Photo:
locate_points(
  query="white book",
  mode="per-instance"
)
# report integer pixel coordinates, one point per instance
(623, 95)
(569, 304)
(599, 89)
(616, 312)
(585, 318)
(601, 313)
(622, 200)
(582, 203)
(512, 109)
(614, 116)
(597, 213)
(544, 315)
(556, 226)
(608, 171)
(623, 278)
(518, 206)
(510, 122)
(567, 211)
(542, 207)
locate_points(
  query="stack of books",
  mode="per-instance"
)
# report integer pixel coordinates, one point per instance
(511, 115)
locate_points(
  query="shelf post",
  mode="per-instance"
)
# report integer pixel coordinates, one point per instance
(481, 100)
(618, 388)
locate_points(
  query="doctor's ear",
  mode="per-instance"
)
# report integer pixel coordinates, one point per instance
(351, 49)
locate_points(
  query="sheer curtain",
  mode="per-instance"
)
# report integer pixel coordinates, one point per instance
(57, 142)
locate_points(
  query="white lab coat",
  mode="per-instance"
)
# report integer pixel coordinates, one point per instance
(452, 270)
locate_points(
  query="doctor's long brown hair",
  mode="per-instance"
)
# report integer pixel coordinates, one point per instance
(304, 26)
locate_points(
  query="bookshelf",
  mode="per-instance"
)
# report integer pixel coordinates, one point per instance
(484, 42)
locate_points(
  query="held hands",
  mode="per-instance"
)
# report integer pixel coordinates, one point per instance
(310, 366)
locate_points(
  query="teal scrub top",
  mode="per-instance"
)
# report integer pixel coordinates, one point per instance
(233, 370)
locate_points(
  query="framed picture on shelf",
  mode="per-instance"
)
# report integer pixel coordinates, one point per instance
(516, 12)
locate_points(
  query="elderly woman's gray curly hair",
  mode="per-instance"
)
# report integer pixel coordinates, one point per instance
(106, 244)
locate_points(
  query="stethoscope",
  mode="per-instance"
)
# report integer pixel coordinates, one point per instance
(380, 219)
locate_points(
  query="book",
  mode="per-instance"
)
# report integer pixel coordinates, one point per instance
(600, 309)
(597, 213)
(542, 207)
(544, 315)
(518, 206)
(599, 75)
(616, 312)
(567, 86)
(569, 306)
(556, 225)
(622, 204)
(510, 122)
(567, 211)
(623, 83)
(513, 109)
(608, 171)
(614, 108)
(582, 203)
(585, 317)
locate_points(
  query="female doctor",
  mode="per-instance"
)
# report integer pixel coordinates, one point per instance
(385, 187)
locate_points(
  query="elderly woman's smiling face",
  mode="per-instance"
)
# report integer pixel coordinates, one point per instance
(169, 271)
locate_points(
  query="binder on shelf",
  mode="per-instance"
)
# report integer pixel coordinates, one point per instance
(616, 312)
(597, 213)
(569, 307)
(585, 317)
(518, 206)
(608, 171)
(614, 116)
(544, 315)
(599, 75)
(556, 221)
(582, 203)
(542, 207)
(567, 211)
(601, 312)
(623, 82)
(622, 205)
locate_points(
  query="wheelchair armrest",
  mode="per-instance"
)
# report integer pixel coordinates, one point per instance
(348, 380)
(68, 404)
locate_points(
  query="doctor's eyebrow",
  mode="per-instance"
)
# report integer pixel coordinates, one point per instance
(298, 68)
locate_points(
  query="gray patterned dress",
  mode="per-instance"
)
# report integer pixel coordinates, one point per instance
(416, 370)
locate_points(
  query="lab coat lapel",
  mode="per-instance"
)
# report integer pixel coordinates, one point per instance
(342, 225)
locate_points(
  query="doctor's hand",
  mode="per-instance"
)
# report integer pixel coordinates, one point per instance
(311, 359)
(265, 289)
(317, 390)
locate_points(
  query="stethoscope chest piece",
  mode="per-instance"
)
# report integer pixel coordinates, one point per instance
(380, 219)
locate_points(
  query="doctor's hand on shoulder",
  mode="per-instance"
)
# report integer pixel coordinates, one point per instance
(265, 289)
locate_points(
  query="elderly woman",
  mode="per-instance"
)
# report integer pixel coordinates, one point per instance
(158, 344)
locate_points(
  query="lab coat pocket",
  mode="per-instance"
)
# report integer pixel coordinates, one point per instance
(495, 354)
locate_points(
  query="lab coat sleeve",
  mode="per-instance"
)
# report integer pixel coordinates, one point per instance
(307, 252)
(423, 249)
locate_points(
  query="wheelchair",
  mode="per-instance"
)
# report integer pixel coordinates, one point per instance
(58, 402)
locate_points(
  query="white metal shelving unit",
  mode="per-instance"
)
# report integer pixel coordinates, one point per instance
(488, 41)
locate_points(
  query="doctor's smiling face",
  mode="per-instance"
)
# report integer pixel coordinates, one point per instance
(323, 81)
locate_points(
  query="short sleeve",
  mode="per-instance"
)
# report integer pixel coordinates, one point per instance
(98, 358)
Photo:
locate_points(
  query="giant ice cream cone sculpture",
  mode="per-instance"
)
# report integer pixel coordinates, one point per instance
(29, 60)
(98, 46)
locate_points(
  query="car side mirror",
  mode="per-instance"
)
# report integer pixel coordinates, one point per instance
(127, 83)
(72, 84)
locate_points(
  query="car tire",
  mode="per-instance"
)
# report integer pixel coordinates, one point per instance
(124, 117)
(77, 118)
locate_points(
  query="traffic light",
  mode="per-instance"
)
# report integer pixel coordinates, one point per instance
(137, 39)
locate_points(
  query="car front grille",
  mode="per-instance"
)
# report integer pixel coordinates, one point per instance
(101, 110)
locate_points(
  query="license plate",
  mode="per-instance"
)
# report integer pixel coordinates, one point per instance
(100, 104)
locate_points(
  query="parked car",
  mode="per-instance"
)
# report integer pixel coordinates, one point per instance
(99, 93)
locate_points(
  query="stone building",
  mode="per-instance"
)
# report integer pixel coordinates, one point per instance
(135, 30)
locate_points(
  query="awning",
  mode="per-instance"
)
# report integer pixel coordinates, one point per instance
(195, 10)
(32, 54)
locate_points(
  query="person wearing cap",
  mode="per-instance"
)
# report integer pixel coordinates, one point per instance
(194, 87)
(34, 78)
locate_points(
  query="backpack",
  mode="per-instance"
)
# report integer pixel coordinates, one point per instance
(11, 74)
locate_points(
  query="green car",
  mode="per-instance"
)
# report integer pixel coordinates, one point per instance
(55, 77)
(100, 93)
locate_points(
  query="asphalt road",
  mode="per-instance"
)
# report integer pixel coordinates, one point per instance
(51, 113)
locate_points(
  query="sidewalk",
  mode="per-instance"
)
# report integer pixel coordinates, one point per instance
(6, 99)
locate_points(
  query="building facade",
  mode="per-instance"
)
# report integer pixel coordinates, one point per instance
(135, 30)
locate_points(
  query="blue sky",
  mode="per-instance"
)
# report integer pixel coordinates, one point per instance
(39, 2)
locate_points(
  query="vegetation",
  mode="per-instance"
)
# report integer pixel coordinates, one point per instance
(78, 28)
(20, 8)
+-------+
The problem – Find each line of the data that contains the word "white" and copy those lines out. Count a line only if its capitalization matches.

Response to the exercise –
  query="white book",
  query="white lab coat",
  query="white metal shelving unit",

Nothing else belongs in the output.